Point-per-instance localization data
-=-=-

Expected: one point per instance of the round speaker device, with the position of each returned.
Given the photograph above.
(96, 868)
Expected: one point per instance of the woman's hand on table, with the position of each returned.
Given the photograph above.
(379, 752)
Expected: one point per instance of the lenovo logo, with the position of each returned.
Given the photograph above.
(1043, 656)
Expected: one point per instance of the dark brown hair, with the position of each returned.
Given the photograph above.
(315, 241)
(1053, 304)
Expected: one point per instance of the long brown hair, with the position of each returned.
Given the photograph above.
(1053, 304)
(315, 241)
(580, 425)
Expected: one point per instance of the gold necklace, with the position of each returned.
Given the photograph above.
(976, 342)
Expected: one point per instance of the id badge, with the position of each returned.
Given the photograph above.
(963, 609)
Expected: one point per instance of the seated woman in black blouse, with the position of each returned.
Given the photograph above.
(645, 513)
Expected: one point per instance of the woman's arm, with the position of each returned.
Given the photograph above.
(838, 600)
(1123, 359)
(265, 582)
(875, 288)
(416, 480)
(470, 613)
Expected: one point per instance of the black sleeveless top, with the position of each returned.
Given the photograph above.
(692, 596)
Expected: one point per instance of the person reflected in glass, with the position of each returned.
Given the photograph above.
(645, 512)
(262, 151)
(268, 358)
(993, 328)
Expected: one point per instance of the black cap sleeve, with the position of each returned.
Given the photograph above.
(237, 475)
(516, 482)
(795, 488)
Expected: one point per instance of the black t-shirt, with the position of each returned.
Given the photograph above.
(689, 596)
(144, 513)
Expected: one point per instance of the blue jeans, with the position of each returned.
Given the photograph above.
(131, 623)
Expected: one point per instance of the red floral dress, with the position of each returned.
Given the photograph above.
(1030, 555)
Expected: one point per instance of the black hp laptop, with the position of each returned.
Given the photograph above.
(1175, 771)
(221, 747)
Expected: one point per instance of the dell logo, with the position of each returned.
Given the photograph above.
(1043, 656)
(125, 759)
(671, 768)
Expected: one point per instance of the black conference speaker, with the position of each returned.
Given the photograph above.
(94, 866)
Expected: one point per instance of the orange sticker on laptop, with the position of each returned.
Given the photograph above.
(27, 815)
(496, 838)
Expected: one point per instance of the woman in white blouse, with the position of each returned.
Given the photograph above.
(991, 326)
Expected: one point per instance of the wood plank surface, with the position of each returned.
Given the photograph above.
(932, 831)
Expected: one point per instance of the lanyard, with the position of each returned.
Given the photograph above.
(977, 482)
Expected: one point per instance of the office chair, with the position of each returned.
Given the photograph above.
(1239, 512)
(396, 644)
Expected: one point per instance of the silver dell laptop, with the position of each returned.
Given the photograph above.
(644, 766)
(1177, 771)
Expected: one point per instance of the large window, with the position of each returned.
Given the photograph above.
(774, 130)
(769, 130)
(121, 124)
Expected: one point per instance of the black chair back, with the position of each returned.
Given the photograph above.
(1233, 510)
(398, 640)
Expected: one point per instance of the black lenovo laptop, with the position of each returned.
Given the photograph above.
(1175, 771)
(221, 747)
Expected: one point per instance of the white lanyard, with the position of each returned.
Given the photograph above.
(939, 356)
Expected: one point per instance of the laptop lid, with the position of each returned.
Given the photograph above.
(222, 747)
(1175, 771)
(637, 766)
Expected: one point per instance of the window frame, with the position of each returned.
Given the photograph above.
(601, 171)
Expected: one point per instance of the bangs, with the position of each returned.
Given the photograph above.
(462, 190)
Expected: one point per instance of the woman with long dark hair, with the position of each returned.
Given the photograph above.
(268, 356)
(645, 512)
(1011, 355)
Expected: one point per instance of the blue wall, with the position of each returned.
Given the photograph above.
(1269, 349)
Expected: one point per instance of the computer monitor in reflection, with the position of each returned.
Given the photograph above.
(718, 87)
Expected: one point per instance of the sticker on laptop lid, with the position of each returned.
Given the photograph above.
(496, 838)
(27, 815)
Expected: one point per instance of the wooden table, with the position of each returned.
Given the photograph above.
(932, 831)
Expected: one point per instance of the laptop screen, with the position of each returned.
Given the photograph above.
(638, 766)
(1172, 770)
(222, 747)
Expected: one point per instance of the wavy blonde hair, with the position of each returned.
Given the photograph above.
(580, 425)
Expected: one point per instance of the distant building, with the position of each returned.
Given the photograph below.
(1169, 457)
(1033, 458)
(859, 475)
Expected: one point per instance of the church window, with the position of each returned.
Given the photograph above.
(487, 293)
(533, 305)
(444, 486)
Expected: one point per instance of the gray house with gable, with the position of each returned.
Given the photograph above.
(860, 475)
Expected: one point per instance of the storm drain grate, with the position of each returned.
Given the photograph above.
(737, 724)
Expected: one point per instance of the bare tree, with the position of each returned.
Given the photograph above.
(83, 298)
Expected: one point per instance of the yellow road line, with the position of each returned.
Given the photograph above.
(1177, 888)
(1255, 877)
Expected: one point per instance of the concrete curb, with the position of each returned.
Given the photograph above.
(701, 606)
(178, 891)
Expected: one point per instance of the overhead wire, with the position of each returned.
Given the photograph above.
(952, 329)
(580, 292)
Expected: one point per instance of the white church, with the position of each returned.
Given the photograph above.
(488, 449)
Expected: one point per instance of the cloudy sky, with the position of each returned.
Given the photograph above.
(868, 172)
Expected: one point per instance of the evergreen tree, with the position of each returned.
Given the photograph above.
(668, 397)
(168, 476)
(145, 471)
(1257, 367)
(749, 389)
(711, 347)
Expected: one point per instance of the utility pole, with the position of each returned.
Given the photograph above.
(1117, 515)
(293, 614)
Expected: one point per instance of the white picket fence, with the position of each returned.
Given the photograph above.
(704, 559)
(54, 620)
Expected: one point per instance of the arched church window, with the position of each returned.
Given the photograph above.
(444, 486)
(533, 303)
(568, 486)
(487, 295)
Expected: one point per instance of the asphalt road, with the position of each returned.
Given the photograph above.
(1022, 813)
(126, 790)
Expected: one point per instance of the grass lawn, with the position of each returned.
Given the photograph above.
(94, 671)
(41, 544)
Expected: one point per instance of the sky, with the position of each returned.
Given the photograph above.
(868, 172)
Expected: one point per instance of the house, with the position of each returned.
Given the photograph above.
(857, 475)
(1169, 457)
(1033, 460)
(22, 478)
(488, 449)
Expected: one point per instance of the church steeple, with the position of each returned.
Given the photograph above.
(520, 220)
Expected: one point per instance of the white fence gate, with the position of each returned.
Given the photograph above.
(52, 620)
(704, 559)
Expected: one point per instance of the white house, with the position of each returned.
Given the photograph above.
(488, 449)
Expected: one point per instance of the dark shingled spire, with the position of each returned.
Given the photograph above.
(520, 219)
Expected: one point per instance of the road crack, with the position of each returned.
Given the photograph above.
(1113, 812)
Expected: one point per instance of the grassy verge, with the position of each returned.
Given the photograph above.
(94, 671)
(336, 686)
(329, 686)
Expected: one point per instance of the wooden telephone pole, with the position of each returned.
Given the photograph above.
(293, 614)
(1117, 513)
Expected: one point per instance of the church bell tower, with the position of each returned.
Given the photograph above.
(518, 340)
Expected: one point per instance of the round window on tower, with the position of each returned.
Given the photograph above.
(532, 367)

-=-=-

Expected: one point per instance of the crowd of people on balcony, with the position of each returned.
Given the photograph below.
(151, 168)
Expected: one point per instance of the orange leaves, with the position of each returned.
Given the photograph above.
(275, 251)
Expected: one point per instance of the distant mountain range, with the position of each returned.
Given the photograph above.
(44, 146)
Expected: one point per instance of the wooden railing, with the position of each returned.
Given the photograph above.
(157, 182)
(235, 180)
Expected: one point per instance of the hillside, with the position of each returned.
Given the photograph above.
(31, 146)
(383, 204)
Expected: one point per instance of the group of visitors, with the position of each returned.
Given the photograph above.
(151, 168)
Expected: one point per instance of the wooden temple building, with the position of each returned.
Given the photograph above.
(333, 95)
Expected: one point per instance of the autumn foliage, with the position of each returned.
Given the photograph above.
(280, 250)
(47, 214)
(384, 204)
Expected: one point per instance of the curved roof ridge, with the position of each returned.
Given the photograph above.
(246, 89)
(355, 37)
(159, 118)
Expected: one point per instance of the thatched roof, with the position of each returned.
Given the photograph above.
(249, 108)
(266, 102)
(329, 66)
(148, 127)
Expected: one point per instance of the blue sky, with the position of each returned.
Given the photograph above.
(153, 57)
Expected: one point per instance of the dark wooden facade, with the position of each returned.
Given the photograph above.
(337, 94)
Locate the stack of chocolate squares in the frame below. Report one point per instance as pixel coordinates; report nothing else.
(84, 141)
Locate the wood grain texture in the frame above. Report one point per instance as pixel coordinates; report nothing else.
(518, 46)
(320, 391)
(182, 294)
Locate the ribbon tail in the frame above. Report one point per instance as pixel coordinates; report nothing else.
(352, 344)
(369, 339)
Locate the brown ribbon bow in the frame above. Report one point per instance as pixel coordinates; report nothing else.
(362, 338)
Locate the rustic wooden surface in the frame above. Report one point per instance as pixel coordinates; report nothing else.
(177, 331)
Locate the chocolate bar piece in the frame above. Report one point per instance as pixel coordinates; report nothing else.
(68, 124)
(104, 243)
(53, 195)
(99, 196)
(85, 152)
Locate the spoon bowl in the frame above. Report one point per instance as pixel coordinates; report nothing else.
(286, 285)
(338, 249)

-=-=-

Retype the records above, but only those lines that fall between the line containing "Expected: one point per instance of the round speaker" and the line containing "Expected: one point per instance of the woman's hand", with both of those lines included, exactly as written.

> **Task solution**:
Expected: one point per instance of the round speaker device, with the position of each returned.
Given the photograph above.
(96, 868)
Expected: one point per instance of the woman's hand on table, with the position of each returned.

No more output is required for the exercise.